In his young age, Brooklyn Beckham has tried his hand at a lot of things.
The eldest son of celebrity couple David and Victoria Beckham has started his career in 2014 as a model, appearing in editorials and covers of fashion magazines, and becoming a brand ambassador for a technology corporation.
There was also the time when he tried to become a professional chef, even going as far as launching his own online cooking show, Cookin’ with Brooklyn. However, the show was under fire after it was revealed 62 professionals had helped him to create each episode.
Perhaps, the one career path that Brooklyn chose to enter that became so controversial was his attempt to become a photographer.
Brooklyn’s journey as a photographer began when he was hired to photograph for a Burberry campaign in 2016.
A year later, he announced that he would study photography at Parsons School of Design in New York City, but eventually dropped out before even finishing his first year.
In the same year, Brooklyn published his first photography book, What I See. Published by Penguin Random House, the book features around 300 personal photographs that Brooklyn took, including photos of himself, landscapes, and his family.
According to the book description, What I See offers “a rare and intimate glimpse of the world through his [Brooklyn’s] eyes,” with each photo accompanied by captions and texts.
Since its publication, Brooklyn’s What I See drew ridicule and criticism from art critics. Just recently, England-based YouTuber, poet, and photographer Rachel Oates made a video review of his photography book after Brooklyn’s photograph of an elephant trended over Reddit.
Oates, who’s had many years of experience as a photographer, admitted that she was conflicted about making the video review as one part of her said that the media personality was only young when he made the book. On the other hand, the other part of her said that who made it and what their age was shouldn’t matter when “looking at the quality of commercial work and art objectively.”
Now onto the content of What I See, right off the bat, Oates criticized the title of the book, saying it should’ve been titled, “Nepotism in Practice.”
For those who don’t know what nepotism is, it is defined as the practice of using a famous person’s influence or power to give their family members or relatives an advantage. Basically, it’s the practice of favoritism based on kinship.
What does it have to do with Brooklyn? Well, since he’s the son of soccer player David and pop star-turned-fashion designer Victoria Beckham, Brooklyn is a nepo baby as he comes from a famous family.
So, when Brooklyn wrote “[W]hen I was approached about curating my photos to publish in a book, [I] was amazed. [I] didn’t think anyone was watching!” in the introduction page of the book, Oates then scrutinized this.
“You’re the son of the two most famous people on this planet. You’ve been stuffed into newspapers and gossip magazines and then social media from the moment you were born […] People have watched you grow up entirely online. Did you really think no one was watching?” Oates said.
She then continued: “I know I’m probably being a little cynical and harsher than usual here, but as someone who comes from literally nothing and who has had to work for everything their entire lives, it bothers me when I see people like Brooklyn Beckham who just handed stuff because of who their parents are and they have no idea how lucky they are. Then they take all these opportunities and just throw them away because they don’t want to actually put the time, effort, and hard work into something.”

- - - - - - -

- **Problems to work on**
a – In the article about Brooklyn Beckham's photography, translate this sentence into Spanish: "Brooklyn’s journey as a photographer began when he was hired to photograph for a Burberry campaign in 2016."
b – According to the article about Brooklyn Beckham's photography, at which school did he say he would study photography?
c – From the article about Brooklyn Beckham's photography, pull out word for word the part that opens with the words containing "In his young" and closes with "become a photographer.".

- **Dataset records**
- - - - - - -

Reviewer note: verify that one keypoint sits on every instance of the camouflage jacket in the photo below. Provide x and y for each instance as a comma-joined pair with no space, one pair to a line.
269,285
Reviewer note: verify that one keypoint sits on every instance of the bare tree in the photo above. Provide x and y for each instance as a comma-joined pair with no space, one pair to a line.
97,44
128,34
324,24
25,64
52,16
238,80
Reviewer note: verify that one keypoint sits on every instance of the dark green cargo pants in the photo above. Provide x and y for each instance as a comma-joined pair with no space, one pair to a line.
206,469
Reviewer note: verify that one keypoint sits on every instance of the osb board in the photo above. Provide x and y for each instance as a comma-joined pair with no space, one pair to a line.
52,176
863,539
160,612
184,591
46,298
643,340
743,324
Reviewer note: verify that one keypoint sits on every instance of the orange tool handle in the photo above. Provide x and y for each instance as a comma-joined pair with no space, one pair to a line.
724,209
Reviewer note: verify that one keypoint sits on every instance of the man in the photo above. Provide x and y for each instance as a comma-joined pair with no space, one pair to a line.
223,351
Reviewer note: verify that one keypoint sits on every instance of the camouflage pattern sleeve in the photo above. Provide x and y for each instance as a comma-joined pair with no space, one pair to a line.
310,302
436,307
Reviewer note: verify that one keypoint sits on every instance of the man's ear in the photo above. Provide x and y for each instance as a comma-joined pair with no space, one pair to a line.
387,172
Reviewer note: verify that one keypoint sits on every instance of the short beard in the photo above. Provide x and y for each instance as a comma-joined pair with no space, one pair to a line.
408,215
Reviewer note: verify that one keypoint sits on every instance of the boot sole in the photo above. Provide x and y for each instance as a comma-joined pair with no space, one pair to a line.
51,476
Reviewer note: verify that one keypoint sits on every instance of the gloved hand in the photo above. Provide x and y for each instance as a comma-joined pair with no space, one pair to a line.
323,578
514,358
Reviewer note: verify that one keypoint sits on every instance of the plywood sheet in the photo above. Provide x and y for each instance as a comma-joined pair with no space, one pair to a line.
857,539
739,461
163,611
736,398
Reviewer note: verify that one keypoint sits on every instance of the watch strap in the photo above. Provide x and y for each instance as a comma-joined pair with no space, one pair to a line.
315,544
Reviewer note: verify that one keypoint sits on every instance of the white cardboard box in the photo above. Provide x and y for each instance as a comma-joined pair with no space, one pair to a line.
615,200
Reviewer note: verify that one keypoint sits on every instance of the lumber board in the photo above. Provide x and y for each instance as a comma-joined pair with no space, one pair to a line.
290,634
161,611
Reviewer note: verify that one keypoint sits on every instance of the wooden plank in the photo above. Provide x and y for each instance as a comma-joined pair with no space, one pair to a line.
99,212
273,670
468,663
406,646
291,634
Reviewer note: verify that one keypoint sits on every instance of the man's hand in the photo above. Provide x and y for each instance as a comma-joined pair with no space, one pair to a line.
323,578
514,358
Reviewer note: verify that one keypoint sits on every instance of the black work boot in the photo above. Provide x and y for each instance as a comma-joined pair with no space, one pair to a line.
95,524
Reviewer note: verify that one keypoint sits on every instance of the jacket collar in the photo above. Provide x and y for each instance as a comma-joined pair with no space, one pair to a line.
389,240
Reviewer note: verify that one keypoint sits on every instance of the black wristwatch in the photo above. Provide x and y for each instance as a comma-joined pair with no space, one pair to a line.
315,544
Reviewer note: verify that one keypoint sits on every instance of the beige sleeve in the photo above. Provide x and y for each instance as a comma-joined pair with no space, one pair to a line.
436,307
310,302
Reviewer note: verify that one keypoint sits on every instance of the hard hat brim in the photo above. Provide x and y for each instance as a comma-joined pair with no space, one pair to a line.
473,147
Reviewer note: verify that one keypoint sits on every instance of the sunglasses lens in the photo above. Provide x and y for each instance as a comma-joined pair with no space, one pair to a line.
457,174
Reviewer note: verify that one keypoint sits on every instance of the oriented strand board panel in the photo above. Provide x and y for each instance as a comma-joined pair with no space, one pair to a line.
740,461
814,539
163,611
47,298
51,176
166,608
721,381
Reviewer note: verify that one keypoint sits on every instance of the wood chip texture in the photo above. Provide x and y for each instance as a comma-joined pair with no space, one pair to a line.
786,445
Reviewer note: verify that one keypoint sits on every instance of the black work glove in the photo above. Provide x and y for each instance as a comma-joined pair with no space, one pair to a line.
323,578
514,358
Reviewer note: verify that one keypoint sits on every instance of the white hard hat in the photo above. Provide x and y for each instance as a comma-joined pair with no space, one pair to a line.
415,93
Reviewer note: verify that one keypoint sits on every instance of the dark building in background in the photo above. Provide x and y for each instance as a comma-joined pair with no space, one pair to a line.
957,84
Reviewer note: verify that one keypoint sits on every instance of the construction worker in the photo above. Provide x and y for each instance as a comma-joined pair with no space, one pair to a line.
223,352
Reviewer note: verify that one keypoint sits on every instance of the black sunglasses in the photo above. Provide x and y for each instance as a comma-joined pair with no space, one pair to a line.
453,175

- - - - - - -

- **Answers to each task**
a – La trayectoria de Brooklyn como fotógrafo comenzó cuando lo contrataron para hacer las fotos de una campaña de Burberry en 2016.

b – Parsons School of Design in New York City.

c –
In his young age, Brooklyn Beckham has tried his hand at a lot of things.
The eldest son of celebrity couple David and Victoria Beckham has started his career in 2014 as a model, appearing in editorials and covers of fashion magazines, and becoming a brand ambassador for a technology corporation.
There was also the time when he tried to become a professional chef, even going as far as launching his own online cooking show, Cookin’ with Brooklyn. However, the show was under fire after it was revealed 62 professionals had helped him to create each episode.
Perhaps, the one career path that Brooklyn chose to enter that became so controversial was his attempt to become a photographer.